### Selected extract
= Beginning of Section =
Di'anmen was built in 1420 during the eighteenth year of the Ming Dynasty, it was originally known as Bei'anmen (北安门). In 1651 (eight year of Shunzhi) during the Qing Dynasty, Bei'anmen was changed to Di'anmen (地安门). It was rebuilt in 1652 (ninth year of Shunzhi). The building overall is a palace gate style brick and wood structure, with seven wide faces, three central rooms for passages and 2 duty rooms on the left and right, this structure is exactly the same as the Xi'anmen.

During the Republic of China in 1913 and 1923, in order to facilitate transportation, the imperial walls on the east and west side of Di'anmen were demolished.

During the early years of the People's Republic of China (from the end of 1954 to February 1955), in order to improve road traffic, both the Di'anmen Gate and the Yanchi Tower were demolished.

In 1955, some prominent figures questioned the demolition of Di'anmen so the relevant departments numbered the doors, windows, pillars, beams, purlins and other components obtained from the demolition of Di'anmen and transported them to the Temple of Heaven together with bricks, stones and glazed tiles. There was a plan to rebuild the Di'anmen and the Yanchi Tower on the north side of the Temple of Heaven. However this was plan was halted after a fire in the Temple of Heaven burned up the wooden components of the Di'anmen and Yanchi Tower. The materials obtained from the demolition were later used to build the north gate of the Temple of Heaven.
= End of Section =
### Given data
= Beginning of Section =
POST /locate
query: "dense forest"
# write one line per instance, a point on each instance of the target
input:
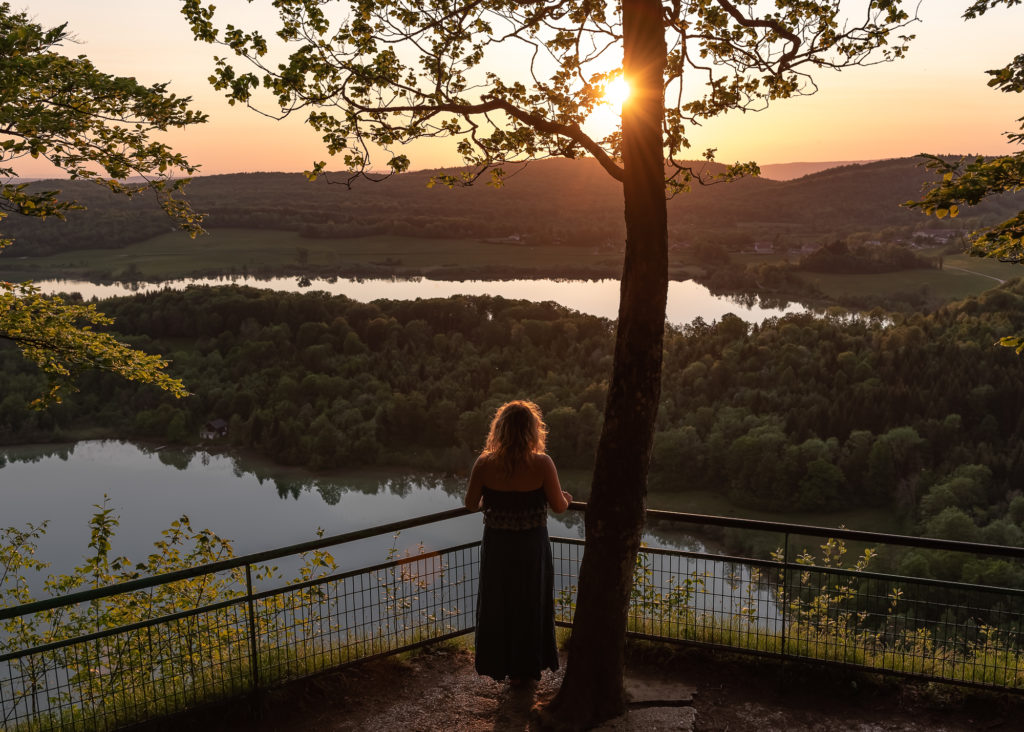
(549, 202)
(919, 414)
= End of Section =
### Exercise description
Reproduce the Di'anmen history word for word, starting at the words "During the early" and stopping after "Tower were demolished.".

### Expected answer
During the early years of the People's Republic of China (from the end of 1954 to February 1955), in order to improve road traffic, both the Di'anmen Gate and the Yanchi Tower were demolished.